• YOUR OBJECTIVE: Lay out the material below as a numbered list, one line per entry, leaving out any blank lines.

• DATA SHOWN:
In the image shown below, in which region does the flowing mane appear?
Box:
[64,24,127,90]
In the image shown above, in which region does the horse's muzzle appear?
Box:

• RIGHT ANSWER:
1. In the image shown below, in which region does the flowing mane appear?
2. Box:
3. [64,24,127,90]
4. In the image shown above, in which region does the horse's muzzle appear?
5. Box:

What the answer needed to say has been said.